__PROBLEM__
Once every line below with "plant" has been counted, state the total and nothing else.
--- SUPPLIED ENTRIES Enclosed Below ---
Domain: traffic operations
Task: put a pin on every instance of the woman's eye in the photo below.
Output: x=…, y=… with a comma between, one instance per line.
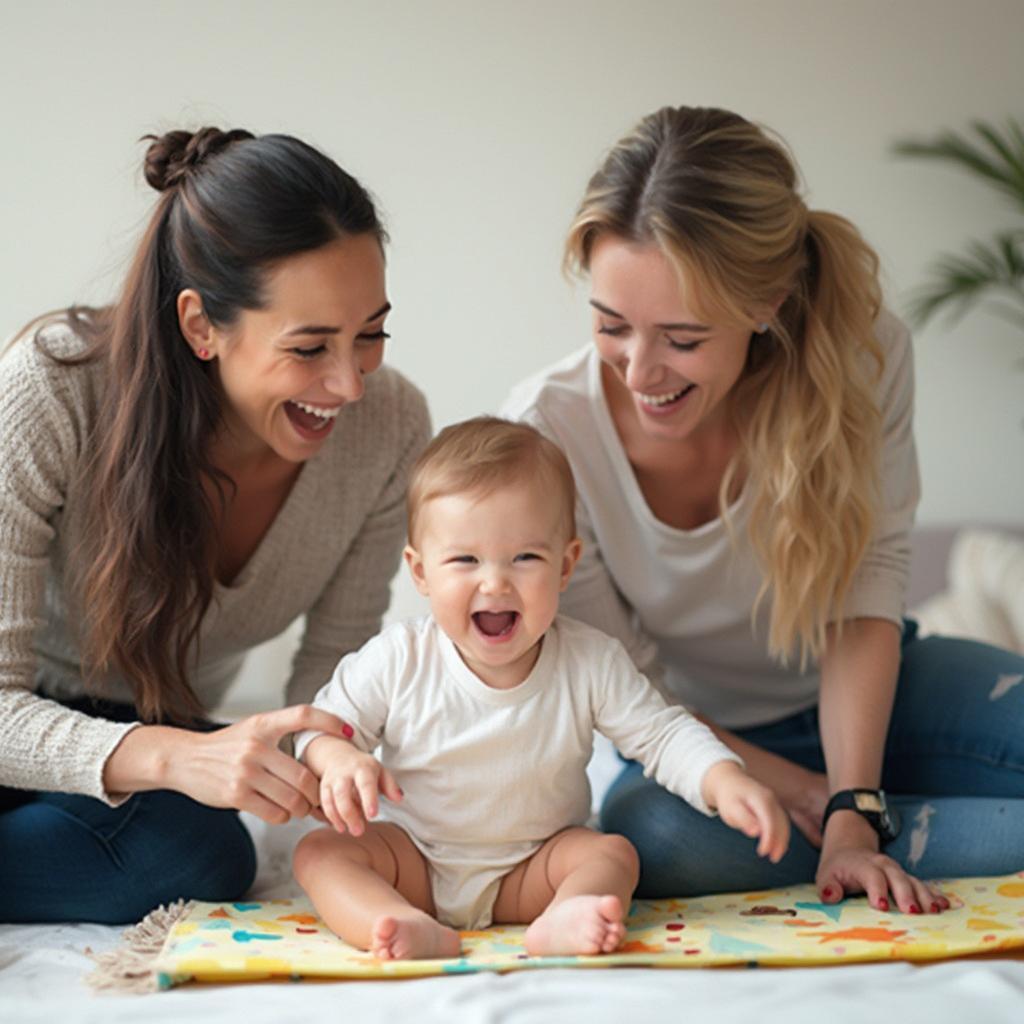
x=308, y=353
x=685, y=346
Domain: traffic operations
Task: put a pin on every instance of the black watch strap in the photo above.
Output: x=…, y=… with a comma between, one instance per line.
x=871, y=806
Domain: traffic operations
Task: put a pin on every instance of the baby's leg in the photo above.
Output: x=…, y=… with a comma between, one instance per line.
x=374, y=891
x=574, y=890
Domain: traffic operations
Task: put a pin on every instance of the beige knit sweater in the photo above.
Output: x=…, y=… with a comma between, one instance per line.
x=330, y=555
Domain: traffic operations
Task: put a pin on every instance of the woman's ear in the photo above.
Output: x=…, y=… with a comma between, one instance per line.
x=569, y=558
x=415, y=562
x=196, y=327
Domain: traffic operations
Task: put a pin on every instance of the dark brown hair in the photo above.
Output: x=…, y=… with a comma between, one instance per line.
x=231, y=206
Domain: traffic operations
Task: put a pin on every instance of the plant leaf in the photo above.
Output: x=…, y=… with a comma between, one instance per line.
x=958, y=282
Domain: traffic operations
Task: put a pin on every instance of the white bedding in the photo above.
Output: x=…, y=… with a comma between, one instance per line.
x=42, y=971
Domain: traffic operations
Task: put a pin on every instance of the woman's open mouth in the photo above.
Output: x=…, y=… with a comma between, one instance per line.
x=662, y=404
x=496, y=627
x=311, y=422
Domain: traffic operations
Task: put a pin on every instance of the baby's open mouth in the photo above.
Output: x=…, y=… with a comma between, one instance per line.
x=496, y=624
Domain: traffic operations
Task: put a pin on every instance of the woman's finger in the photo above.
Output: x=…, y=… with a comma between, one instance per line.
x=330, y=809
x=366, y=786
x=272, y=725
x=350, y=809
x=901, y=887
x=276, y=792
x=876, y=885
x=294, y=774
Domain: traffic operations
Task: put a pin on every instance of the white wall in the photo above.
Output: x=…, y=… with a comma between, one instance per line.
x=477, y=124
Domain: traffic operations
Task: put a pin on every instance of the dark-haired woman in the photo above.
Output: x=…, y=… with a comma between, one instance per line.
x=181, y=476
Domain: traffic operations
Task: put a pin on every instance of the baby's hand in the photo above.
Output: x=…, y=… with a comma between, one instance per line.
x=749, y=807
x=349, y=784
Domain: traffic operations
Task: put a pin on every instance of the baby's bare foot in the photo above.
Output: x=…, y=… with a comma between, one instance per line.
x=580, y=925
x=417, y=936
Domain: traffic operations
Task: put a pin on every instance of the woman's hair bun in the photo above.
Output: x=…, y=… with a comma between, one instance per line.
x=172, y=156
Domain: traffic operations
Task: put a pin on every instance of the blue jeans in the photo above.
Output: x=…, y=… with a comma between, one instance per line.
x=953, y=767
x=67, y=857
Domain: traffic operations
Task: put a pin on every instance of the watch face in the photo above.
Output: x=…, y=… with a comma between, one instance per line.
x=871, y=802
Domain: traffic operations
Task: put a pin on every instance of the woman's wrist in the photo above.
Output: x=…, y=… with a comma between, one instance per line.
x=846, y=828
x=144, y=760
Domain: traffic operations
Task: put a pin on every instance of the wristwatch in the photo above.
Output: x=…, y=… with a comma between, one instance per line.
x=870, y=805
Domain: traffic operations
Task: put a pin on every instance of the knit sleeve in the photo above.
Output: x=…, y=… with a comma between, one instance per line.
x=880, y=586
x=352, y=605
x=43, y=420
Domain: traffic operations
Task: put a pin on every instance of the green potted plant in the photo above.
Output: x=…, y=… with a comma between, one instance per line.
x=990, y=270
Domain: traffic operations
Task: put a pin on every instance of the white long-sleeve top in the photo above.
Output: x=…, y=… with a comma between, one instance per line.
x=680, y=600
x=495, y=772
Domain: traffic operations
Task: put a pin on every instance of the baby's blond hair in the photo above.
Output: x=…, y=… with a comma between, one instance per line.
x=481, y=455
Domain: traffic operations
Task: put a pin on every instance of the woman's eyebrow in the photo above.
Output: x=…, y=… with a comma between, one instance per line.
x=331, y=329
x=607, y=310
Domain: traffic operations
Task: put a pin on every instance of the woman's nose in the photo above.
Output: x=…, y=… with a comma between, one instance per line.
x=639, y=365
x=344, y=378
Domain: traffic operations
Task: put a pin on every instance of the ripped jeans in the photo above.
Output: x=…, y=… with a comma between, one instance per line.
x=953, y=768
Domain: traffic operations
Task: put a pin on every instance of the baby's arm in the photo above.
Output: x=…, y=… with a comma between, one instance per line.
x=349, y=776
x=349, y=782
x=748, y=806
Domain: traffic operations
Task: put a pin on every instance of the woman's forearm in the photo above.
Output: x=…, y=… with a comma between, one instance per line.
x=858, y=683
x=144, y=760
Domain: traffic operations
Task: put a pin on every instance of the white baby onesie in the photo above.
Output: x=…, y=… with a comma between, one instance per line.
x=487, y=774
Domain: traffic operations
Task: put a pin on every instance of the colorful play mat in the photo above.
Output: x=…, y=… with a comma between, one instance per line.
x=221, y=942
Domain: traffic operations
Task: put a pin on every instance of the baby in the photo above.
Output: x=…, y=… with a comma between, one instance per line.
x=484, y=713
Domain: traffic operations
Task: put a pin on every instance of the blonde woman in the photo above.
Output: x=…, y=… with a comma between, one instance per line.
x=741, y=438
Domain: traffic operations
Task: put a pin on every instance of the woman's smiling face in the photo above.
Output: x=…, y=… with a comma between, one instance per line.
x=675, y=367
x=286, y=370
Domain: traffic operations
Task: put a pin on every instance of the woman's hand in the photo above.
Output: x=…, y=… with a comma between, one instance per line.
x=350, y=781
x=804, y=794
x=851, y=863
x=749, y=807
x=239, y=766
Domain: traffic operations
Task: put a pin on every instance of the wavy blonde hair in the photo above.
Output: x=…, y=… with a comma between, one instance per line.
x=720, y=199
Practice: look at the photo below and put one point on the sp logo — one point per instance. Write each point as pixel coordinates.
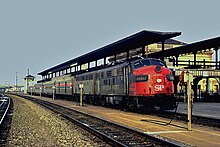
(158, 87)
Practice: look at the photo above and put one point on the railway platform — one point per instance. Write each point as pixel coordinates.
(203, 109)
(177, 131)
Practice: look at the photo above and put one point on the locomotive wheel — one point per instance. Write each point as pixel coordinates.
(102, 101)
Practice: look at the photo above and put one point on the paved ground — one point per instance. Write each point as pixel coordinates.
(202, 109)
(199, 136)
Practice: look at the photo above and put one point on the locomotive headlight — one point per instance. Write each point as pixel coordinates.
(159, 80)
(170, 77)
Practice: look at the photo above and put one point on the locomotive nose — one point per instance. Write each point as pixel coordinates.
(158, 68)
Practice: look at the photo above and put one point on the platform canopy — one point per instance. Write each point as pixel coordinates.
(134, 41)
(189, 48)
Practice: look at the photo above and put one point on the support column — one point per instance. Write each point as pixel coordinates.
(88, 65)
(143, 52)
(216, 57)
(104, 61)
(127, 55)
(207, 86)
(96, 63)
(163, 41)
(194, 58)
(177, 64)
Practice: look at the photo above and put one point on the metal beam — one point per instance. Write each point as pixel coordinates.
(216, 57)
(194, 58)
(143, 51)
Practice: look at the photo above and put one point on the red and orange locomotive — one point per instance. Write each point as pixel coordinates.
(139, 84)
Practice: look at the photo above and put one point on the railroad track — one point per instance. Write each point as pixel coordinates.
(5, 118)
(5, 103)
(112, 133)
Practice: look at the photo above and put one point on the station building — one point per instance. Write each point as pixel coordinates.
(184, 61)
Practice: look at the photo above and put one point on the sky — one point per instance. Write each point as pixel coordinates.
(43, 33)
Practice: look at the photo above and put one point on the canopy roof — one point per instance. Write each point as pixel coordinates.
(189, 48)
(137, 40)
--- End of Enclosed SUPPLIED ENTRIES ---
__SOLUTION TO THE PROBLEM__
2